Object pointing dataset rows:
□ □ □ □ □
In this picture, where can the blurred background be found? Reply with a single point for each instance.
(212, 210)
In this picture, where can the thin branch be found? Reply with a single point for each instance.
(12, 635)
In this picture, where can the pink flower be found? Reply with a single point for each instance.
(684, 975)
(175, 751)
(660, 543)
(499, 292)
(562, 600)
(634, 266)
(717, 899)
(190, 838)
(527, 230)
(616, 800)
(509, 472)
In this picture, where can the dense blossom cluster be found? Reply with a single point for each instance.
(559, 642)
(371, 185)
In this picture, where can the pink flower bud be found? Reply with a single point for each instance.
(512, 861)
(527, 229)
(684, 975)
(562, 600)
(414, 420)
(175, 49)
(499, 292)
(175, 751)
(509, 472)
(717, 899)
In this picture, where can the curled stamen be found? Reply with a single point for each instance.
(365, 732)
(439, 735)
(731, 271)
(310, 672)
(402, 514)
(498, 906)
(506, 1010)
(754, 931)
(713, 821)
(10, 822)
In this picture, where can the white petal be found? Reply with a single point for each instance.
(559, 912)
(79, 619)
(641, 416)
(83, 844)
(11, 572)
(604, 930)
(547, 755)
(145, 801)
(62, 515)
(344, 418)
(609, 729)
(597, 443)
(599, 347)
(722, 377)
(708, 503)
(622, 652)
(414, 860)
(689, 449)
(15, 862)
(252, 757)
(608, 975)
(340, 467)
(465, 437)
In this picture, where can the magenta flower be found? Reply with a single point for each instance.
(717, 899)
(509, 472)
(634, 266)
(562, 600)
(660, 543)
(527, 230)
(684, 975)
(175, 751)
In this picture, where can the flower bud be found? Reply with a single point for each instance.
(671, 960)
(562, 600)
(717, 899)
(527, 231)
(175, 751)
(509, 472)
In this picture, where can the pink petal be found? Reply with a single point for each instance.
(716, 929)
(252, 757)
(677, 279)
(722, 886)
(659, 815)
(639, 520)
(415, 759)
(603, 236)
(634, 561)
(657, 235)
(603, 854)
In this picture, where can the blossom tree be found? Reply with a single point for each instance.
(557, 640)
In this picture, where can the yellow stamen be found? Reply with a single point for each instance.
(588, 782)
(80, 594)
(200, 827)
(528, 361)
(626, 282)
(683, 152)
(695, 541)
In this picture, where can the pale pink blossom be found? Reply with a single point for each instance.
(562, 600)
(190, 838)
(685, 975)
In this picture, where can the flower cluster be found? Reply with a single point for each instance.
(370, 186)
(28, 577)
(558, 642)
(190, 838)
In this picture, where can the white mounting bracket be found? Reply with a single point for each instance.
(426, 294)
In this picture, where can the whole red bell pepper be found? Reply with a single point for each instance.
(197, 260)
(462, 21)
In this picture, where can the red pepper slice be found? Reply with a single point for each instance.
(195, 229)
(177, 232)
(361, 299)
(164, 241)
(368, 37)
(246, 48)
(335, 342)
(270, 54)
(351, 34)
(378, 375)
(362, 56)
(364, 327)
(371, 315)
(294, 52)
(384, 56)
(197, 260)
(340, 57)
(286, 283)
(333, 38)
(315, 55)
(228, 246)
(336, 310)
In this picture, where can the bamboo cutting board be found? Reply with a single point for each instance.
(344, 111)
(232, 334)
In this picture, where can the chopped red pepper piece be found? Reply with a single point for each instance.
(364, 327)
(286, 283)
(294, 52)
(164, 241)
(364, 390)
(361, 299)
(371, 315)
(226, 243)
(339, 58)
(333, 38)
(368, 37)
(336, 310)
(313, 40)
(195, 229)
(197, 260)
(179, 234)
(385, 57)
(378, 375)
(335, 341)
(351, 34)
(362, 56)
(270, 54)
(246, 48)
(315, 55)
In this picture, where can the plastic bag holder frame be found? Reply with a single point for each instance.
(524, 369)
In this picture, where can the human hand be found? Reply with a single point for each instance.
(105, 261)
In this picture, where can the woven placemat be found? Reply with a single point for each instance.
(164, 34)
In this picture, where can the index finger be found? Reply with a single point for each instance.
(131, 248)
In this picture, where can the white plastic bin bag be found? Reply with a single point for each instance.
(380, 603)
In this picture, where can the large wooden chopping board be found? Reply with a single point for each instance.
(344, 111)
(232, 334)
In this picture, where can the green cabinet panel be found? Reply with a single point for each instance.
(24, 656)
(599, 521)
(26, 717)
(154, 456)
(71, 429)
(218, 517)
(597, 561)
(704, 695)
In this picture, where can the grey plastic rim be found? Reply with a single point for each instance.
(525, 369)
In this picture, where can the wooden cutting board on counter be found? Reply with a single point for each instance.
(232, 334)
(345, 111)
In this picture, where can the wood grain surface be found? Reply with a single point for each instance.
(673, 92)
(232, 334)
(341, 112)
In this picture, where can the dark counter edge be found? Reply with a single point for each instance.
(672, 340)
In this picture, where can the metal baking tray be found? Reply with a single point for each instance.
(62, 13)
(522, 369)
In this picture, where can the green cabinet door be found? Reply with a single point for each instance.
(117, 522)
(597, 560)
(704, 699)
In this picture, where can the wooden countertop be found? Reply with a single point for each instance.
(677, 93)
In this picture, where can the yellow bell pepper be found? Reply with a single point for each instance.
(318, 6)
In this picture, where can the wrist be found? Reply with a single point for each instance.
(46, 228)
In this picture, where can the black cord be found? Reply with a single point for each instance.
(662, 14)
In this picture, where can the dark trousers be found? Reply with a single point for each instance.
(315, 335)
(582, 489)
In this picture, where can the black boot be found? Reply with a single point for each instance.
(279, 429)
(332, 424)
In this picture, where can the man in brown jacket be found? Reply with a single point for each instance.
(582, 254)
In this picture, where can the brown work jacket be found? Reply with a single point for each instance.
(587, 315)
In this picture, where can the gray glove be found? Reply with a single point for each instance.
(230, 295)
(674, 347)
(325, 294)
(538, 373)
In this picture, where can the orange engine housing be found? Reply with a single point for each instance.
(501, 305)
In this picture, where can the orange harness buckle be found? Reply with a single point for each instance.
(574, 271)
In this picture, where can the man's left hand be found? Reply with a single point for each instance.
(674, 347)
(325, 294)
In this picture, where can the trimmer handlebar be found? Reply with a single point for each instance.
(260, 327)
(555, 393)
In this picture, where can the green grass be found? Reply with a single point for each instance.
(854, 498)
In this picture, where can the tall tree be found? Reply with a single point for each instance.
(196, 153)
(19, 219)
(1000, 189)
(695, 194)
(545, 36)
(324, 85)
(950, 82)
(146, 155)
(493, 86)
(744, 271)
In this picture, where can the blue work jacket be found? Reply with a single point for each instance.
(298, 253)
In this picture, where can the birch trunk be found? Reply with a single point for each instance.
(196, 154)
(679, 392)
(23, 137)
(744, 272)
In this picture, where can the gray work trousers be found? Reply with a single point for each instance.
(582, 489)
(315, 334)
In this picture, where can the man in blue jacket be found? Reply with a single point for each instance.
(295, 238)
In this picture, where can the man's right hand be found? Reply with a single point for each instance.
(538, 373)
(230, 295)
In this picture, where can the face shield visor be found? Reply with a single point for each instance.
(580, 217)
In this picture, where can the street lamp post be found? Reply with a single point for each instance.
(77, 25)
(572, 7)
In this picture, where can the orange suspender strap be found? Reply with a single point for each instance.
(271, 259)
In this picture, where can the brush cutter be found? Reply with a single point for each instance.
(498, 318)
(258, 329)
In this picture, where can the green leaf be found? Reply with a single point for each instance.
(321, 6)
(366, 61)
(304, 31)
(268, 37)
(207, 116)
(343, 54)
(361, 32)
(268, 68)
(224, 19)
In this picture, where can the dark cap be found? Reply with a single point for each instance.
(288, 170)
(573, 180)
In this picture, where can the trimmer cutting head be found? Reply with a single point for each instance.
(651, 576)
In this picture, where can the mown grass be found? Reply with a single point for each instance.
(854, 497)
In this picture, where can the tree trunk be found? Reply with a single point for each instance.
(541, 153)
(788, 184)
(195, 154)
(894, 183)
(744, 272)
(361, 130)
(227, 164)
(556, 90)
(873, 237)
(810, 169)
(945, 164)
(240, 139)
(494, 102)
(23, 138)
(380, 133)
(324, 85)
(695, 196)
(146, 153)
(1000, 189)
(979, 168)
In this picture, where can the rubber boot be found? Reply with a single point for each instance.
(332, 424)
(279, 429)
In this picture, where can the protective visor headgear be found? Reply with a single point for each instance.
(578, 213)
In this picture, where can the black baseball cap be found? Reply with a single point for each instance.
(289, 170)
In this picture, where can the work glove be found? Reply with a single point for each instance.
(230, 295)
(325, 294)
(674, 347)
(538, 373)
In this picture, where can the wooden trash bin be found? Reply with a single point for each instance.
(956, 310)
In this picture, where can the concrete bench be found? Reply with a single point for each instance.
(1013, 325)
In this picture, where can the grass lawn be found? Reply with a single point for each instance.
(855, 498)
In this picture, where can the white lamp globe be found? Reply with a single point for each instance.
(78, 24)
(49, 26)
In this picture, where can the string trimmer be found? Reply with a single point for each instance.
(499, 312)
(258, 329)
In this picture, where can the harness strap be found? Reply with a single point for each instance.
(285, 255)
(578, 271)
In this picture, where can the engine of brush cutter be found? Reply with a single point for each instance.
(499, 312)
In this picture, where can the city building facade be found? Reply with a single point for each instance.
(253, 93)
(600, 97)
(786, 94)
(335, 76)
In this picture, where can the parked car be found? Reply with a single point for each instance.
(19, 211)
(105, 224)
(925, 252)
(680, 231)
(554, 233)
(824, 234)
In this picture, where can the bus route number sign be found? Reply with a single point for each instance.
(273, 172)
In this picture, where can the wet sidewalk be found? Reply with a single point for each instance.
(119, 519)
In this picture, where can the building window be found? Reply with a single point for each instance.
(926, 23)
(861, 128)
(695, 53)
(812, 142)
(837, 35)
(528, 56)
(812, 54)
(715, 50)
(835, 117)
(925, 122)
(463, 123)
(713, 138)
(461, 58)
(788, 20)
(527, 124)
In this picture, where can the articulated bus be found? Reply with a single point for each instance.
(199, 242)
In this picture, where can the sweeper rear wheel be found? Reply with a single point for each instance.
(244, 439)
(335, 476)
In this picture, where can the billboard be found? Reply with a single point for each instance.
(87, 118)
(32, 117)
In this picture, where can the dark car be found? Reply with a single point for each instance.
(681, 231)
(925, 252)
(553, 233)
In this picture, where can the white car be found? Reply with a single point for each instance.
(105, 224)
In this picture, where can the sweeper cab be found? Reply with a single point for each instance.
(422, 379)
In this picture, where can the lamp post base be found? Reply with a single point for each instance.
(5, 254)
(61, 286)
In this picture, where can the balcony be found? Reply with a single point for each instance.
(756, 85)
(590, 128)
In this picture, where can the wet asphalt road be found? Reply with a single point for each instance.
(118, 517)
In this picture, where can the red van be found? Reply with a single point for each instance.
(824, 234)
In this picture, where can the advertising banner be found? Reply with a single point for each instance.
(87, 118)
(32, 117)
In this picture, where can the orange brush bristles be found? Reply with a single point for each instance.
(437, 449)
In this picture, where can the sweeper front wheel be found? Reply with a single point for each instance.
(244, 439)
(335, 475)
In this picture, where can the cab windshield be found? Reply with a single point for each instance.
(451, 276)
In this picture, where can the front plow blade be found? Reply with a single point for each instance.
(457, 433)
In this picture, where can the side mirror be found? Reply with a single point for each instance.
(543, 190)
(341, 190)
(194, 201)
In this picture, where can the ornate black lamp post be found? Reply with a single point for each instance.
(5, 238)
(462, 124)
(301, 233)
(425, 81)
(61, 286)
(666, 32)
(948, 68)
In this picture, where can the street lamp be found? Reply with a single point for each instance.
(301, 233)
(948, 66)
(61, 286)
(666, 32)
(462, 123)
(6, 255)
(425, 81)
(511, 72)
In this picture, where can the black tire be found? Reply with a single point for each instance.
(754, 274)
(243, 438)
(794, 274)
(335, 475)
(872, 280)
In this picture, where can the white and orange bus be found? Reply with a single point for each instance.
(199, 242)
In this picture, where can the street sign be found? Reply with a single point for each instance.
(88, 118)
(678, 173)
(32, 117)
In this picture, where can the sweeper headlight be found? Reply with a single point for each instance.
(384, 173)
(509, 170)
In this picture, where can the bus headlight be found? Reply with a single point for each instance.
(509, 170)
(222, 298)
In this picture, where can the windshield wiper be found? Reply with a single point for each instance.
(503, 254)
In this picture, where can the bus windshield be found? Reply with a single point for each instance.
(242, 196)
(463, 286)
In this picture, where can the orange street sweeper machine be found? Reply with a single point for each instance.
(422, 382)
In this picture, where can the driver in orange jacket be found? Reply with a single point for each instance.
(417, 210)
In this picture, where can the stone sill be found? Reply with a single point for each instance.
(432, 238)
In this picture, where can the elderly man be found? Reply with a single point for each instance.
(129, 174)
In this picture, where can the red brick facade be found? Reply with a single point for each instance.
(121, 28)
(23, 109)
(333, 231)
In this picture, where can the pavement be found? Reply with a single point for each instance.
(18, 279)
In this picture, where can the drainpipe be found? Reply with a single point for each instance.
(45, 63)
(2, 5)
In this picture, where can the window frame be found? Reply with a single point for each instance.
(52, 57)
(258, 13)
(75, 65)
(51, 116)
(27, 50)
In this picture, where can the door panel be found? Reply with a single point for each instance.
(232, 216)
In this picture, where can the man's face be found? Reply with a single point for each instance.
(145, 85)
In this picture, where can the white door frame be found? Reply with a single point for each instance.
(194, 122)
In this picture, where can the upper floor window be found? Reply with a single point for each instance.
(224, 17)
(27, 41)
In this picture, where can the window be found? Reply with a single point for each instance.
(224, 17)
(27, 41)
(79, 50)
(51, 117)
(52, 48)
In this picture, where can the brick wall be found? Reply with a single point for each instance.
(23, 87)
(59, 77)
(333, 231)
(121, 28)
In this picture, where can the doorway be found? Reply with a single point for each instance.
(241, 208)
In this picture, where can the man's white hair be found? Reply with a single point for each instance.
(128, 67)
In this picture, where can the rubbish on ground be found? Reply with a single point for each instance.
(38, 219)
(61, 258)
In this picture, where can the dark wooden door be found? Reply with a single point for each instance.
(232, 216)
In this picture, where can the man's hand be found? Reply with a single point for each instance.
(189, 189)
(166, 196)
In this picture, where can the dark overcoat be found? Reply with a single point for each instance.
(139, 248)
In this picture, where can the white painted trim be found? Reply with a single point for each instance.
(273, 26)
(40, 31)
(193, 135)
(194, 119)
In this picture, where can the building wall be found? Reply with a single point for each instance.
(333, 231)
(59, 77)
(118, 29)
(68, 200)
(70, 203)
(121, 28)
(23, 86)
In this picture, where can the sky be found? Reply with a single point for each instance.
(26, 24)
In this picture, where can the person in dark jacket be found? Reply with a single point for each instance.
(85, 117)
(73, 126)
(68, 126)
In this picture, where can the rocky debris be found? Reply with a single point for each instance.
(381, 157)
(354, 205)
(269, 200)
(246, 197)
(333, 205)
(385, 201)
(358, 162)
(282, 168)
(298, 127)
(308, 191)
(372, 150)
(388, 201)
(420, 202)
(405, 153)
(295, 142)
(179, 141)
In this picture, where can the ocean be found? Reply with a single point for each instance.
□ □ □ □ □
From the line with "In this picture, where can the sky" to the last line of the material, give every line again exactly, and only those lines.

In this picture, where can the sky be found? Reply with a single point for each instance.
(26, 24)
In this picture, where can the person in dark jacket be found? Reply with a single point for each instance.
(85, 117)
(73, 126)
(68, 126)
In this picture, where can the rocky debris be found? Reply with a single point for each instance.
(381, 157)
(354, 205)
(269, 200)
(246, 197)
(333, 205)
(385, 201)
(358, 162)
(282, 168)
(298, 127)
(308, 191)
(372, 150)
(388, 201)
(420, 202)
(405, 153)
(295, 142)
(179, 141)
In this picture, where can the ocean be found? Reply with a single point for each instance.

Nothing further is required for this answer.